[Dataset excerpt]
* * * * * * *

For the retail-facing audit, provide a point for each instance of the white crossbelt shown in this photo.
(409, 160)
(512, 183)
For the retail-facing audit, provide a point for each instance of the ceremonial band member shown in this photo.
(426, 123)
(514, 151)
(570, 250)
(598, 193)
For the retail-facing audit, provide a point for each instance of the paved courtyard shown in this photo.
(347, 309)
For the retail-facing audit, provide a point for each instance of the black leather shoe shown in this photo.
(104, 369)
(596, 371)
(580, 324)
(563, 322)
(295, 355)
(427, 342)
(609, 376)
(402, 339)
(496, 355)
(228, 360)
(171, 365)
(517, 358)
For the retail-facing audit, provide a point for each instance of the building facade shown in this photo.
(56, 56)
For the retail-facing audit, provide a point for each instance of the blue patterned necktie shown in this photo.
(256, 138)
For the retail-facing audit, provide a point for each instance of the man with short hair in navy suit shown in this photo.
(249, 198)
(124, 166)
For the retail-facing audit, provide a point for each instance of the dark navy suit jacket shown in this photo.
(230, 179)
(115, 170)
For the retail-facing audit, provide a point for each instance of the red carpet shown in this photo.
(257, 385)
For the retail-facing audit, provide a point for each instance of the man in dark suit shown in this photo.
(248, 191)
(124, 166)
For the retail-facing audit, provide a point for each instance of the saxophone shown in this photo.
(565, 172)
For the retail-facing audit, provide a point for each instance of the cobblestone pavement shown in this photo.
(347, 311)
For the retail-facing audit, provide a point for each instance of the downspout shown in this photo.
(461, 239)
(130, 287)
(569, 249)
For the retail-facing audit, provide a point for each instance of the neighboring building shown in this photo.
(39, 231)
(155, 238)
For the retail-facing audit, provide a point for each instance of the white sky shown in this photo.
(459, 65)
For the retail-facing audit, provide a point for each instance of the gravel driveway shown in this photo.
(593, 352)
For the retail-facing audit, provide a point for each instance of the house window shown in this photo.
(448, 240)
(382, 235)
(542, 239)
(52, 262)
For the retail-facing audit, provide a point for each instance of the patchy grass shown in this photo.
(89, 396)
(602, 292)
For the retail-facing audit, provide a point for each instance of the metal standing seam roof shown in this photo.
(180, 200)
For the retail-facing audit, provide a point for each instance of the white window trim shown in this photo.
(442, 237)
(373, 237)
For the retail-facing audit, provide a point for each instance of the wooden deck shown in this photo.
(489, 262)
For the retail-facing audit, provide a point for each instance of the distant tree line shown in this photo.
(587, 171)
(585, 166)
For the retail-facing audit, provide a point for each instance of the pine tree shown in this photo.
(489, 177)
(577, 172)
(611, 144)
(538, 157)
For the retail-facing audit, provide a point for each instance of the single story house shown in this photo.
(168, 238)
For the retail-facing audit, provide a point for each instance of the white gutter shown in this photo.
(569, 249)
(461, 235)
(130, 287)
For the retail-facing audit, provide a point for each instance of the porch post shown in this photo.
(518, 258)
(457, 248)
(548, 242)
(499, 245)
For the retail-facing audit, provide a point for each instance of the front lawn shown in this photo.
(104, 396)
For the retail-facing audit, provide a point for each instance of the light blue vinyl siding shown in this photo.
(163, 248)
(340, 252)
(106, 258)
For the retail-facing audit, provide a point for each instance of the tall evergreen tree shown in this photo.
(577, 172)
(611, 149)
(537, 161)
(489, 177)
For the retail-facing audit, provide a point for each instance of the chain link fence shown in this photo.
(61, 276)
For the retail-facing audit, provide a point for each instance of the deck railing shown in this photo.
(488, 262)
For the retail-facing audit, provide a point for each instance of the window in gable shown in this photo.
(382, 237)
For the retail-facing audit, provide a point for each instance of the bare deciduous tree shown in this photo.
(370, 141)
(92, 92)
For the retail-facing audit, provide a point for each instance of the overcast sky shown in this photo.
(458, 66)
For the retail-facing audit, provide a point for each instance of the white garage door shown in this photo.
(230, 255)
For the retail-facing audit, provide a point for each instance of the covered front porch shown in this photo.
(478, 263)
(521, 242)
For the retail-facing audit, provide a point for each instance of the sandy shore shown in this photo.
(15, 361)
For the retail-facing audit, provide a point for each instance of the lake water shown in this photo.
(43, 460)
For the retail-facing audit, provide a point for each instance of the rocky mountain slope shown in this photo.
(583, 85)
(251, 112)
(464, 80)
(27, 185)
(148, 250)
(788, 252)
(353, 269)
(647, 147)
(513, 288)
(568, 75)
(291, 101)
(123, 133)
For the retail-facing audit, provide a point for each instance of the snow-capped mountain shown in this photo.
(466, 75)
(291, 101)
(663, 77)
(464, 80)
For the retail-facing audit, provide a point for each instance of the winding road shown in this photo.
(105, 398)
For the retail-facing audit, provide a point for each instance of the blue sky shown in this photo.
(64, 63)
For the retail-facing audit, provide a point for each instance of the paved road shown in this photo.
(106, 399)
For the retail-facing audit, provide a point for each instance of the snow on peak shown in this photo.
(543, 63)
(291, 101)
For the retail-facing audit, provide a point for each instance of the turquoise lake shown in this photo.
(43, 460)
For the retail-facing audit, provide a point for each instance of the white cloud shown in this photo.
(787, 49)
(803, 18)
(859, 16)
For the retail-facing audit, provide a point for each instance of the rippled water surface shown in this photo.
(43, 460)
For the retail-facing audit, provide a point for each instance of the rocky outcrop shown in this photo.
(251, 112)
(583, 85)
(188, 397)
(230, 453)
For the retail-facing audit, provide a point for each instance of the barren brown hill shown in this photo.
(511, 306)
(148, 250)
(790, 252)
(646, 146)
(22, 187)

* * * * * * *

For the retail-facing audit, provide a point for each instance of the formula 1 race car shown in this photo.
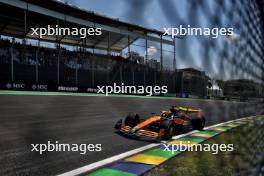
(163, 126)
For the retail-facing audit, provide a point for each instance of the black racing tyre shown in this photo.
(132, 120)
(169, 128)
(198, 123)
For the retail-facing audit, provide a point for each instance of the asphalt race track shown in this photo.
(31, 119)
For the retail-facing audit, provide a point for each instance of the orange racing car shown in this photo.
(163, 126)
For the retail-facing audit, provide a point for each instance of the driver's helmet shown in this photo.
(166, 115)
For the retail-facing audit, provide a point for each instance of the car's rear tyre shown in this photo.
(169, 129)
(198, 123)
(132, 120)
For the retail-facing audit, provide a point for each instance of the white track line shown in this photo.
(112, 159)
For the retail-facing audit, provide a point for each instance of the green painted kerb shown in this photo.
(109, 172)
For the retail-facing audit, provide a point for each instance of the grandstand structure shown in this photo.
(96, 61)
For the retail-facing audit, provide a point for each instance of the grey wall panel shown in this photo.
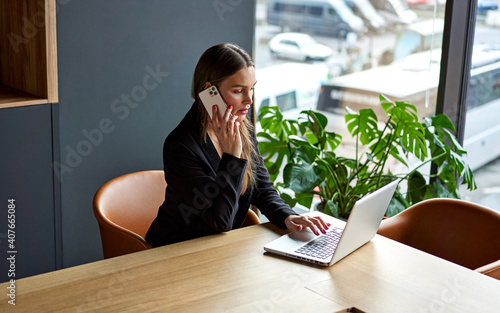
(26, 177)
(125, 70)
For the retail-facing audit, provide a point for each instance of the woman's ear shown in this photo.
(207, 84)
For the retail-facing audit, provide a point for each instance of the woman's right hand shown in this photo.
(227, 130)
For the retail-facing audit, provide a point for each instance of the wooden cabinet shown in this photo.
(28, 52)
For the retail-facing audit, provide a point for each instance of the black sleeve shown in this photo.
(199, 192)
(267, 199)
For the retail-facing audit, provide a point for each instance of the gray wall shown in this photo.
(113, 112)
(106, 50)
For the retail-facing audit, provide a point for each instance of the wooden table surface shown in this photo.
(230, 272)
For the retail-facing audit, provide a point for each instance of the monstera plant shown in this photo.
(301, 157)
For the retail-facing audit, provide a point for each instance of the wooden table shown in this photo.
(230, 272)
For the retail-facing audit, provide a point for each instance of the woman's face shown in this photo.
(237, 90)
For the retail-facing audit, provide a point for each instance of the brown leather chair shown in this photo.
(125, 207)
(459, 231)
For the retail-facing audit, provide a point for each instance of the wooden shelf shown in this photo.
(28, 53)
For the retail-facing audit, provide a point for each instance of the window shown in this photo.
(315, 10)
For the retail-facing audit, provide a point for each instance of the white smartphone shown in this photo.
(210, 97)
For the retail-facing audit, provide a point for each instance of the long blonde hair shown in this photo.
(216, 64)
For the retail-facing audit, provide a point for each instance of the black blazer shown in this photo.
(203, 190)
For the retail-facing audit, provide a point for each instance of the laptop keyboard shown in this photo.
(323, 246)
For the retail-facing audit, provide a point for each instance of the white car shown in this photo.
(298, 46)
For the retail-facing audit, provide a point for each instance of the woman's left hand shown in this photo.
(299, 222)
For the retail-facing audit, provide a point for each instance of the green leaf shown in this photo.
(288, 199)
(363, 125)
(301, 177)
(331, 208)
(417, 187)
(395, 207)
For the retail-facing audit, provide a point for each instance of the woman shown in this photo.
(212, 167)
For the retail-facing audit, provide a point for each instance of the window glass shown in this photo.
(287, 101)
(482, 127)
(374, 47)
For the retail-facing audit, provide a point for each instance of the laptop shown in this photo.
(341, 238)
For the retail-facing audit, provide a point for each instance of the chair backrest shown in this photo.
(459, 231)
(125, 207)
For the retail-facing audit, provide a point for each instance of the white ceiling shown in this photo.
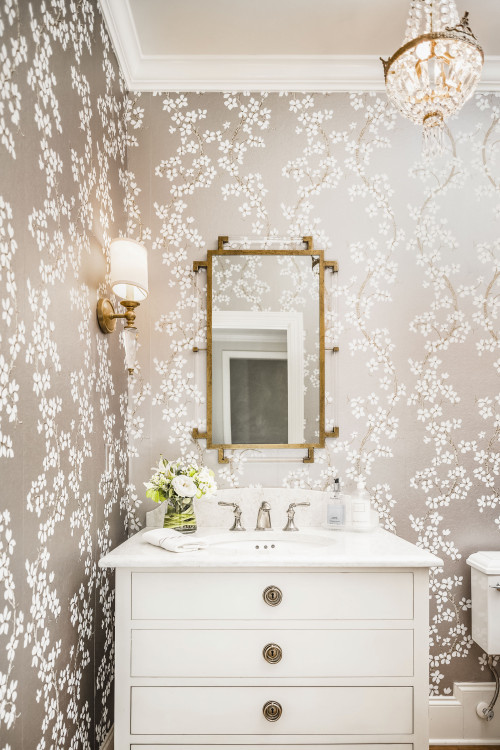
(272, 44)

* * * * * * *

Please identify each line in the records that contains the word "wall" and copy those lines out in full.

- [REPLY]
For the retail-facing audit, provide a point for each instance of the grey wall panel shown in this photo.
For the retail-facing audit, provide a point for each instance of the gray wall shown in this photo.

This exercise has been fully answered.